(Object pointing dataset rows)

-- BEGIN --

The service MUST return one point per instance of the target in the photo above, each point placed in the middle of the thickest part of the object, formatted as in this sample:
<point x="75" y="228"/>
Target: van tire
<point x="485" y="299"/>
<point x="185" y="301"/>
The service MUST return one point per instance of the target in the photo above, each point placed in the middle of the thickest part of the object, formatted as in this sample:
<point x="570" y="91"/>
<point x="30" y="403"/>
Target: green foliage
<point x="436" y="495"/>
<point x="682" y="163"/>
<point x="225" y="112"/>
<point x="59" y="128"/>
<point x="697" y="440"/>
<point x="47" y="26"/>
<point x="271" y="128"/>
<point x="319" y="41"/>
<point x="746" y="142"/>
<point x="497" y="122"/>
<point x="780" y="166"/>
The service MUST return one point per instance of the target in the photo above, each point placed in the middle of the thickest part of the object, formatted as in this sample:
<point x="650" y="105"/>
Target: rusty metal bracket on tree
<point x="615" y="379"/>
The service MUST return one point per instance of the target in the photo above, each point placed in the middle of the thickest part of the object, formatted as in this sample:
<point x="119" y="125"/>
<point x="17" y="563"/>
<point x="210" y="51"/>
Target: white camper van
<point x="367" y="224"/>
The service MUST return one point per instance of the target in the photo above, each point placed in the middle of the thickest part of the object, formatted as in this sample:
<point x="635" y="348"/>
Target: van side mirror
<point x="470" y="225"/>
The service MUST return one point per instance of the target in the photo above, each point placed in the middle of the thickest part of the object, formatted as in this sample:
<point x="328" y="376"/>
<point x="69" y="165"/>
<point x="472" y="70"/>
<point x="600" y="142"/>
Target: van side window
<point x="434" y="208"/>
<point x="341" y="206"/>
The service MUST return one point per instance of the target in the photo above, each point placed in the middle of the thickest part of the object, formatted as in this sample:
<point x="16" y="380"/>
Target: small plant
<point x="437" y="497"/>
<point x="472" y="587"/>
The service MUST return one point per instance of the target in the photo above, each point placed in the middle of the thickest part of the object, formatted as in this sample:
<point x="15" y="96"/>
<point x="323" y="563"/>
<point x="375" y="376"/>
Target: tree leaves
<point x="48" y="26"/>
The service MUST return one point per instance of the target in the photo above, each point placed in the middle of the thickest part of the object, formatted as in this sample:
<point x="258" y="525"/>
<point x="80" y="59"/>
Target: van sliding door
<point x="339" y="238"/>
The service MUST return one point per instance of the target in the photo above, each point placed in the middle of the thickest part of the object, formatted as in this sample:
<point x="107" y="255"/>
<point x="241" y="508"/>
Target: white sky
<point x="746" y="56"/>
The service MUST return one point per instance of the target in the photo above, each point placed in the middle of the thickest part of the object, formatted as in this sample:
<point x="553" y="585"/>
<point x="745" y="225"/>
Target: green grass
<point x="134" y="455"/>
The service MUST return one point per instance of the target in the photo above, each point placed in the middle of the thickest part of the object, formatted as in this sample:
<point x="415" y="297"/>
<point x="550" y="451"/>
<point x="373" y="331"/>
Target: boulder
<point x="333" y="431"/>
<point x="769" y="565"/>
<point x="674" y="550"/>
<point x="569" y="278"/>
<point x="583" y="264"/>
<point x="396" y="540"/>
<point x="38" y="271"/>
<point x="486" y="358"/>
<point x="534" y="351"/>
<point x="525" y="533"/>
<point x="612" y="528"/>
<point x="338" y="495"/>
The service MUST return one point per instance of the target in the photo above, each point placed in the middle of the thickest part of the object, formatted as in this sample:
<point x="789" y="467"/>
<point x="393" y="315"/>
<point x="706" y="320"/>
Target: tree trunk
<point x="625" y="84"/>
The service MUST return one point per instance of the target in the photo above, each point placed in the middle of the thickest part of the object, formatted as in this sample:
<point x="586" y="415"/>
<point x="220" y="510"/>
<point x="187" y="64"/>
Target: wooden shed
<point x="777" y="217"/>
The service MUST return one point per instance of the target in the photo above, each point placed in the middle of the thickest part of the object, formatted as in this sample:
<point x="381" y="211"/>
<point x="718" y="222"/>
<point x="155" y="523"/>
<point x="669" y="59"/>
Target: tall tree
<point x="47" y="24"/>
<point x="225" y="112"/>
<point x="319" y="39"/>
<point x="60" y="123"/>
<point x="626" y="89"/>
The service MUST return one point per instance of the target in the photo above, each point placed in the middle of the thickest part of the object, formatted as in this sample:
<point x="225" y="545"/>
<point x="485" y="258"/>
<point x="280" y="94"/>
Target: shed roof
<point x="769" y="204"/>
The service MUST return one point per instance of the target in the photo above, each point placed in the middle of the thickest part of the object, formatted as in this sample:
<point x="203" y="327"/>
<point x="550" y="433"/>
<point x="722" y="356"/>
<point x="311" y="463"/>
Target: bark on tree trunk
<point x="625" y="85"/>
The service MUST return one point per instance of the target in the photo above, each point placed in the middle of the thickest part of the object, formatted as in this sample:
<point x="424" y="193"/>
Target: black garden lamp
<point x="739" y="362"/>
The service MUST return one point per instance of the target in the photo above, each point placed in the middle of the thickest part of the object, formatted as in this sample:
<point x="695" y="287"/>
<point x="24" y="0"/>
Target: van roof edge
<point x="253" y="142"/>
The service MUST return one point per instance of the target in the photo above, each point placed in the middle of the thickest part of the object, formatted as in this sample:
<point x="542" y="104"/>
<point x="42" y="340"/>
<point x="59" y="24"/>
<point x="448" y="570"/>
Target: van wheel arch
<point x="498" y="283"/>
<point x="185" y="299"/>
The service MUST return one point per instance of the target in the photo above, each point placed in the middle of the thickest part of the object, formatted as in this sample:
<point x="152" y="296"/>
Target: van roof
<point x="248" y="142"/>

-- END --

§ WHAT IS NEEDED
Copy out every line of the data above, exactly as given.

§ OUTPUT OF THE EXERCISE
The service MUST return one point per instance of the target in the photo above, each point placed in the middle of the thickest part of the object, formatted as in this sample:
<point x="75" y="228"/>
Target: van tire
<point x="485" y="299"/>
<point x="185" y="301"/>
The service MUST return one point per instance of the target in the photo above, each point placed in the middle of the thickest part of the object, formatted as in this sample:
<point x="570" y="91"/>
<point x="30" y="403"/>
Target: green foliage
<point x="436" y="495"/>
<point x="682" y="163"/>
<point x="225" y="112"/>
<point x="59" y="128"/>
<point x="697" y="440"/>
<point x="47" y="26"/>
<point x="271" y="128"/>
<point x="319" y="41"/>
<point x="746" y="142"/>
<point x="497" y="122"/>
<point x="780" y="166"/>
The service MUST return one point per instance of the target in the photo above, each point placed in the middle of the thickest part of the object, formatted as in this sample:
<point x="650" y="105"/>
Target: rusty metal bracket on tree
<point x="615" y="379"/>
The service MUST return one point per instance of the target in the photo above, each point placed in the middle of the thickest part of the object, formatted as in this sample:
<point x="119" y="125"/>
<point x="17" y="563"/>
<point x="210" y="51"/>
Target: white camper van
<point x="367" y="224"/>
The service MUST return one point per instance of the target in the photo above, each point placed in the middle of the thickest part of the object, formatted as in this sample:
<point x="635" y="348"/>
Target: van side mirror
<point x="470" y="225"/>
The service MUST return one point per instance of the target in the photo above, each point placed in the middle of the thickest part of the object, formatted as in this sample:
<point x="328" y="376"/>
<point x="69" y="165"/>
<point x="472" y="70"/>
<point x="600" y="142"/>
Target: van side window
<point x="434" y="208"/>
<point x="341" y="206"/>
The service MUST return one point per instance of the target in the photo above, each point placed in the middle of the thickest part of the object, formatted as in this sample:
<point x="16" y="380"/>
Target: small plant
<point x="437" y="497"/>
<point x="472" y="587"/>
The service MUST return one point per instance of the target in the photo above, each point placed in the middle of the thickest part of the object, formatted as in this sample:
<point x="15" y="96"/>
<point x="323" y="563"/>
<point x="375" y="376"/>
Target: tree leaves
<point x="48" y="26"/>
The service MUST return one point per instance of the target in the photo above, each point placed in the middle of the thickest part of the object, formatted as in this sample:
<point x="258" y="525"/>
<point x="80" y="59"/>
Target: van sliding door
<point x="339" y="238"/>
The service MUST return one point per instance of the target in the photo above, each point placed in the middle of the thickest part of the object, formatted as in this sample:
<point x="107" y="255"/>
<point x="241" y="508"/>
Target: white sky
<point x="746" y="56"/>
The service MUST return one point per instance of the target in the photo above, each point placed in the middle of the thickest part of the object, formatted as in this sample:
<point x="553" y="585"/>
<point x="745" y="225"/>
Target: green grass
<point x="134" y="455"/>
The service MUST return one point per instance of the target in the photo above, each point placed in the middle of the thickest part of the object, formatted as in this sample:
<point x="415" y="297"/>
<point x="550" y="451"/>
<point x="373" y="331"/>
Target: boulder
<point x="333" y="431"/>
<point x="769" y="565"/>
<point x="674" y="550"/>
<point x="569" y="278"/>
<point x="583" y="264"/>
<point x="396" y="540"/>
<point x="38" y="271"/>
<point x="486" y="358"/>
<point x="534" y="351"/>
<point x="525" y="533"/>
<point x="612" y="528"/>
<point x="338" y="495"/>
The service MUST return one point per instance of the target in the photo above, each point placed in the middle of the thickest part of the object, formatted as in this sample:
<point x="789" y="467"/>
<point x="393" y="315"/>
<point x="706" y="320"/>
Target: tree trunk
<point x="625" y="84"/>
The service MUST return one point per instance of the target in the photo above, each point placed in the middle of the thickest part of the object, formatted as in this sample:
<point x="586" y="415"/>
<point x="220" y="510"/>
<point x="187" y="64"/>
Target: wooden shed
<point x="777" y="217"/>
The service MUST return one point per instance of the target in the photo above, each point placed in the middle of the thickest part of the object, formatted as in this sample:
<point x="381" y="211"/>
<point x="718" y="222"/>
<point x="155" y="523"/>
<point x="669" y="59"/>
Target: tall tree
<point x="47" y="24"/>
<point x="225" y="112"/>
<point x="319" y="39"/>
<point x="60" y="123"/>
<point x="626" y="89"/>
The service MUST return one point per instance of the target in the photo above, each point placed in the middle of the thickest part of the object, formatted as in this sample:
<point x="225" y="545"/>
<point x="485" y="258"/>
<point x="280" y="94"/>
Target: shed roof
<point x="769" y="204"/>
The service MUST return one point per instance of the target in the photo above, each point placed in the middle of the thickest part of the object, formatted as in this sample:
<point x="203" y="327"/>
<point x="550" y="433"/>
<point x="722" y="356"/>
<point x="311" y="463"/>
Target: bark on tree trunk
<point x="625" y="85"/>
The service MUST return one point per instance of the target in the photo above, each point placed in the middle of the thickest part of the object, formatted as in this sample:
<point x="424" y="193"/>
Target: black garden lamp
<point x="739" y="362"/>
The service MUST return one point per instance of the target in the photo above, each point placed in the middle of the thickest part of the object, formatted as in this sample:
<point x="695" y="287"/>
<point x="24" y="0"/>
Target: van roof edge
<point x="253" y="142"/>
The service MUST return one point per instance of the target in the photo above, each point placed in the middle of the thickest part of the object, formatted as in this sample:
<point x="542" y="104"/>
<point x="42" y="340"/>
<point x="59" y="24"/>
<point x="448" y="570"/>
Target: van wheel arch
<point x="498" y="283"/>
<point x="185" y="299"/>
The service MUST return one point per instance of the target in the photo above, each point placed in the middle of the thickest part of the object, formatted as in this sample:
<point x="152" y="296"/>
Target: van roof
<point x="248" y="142"/>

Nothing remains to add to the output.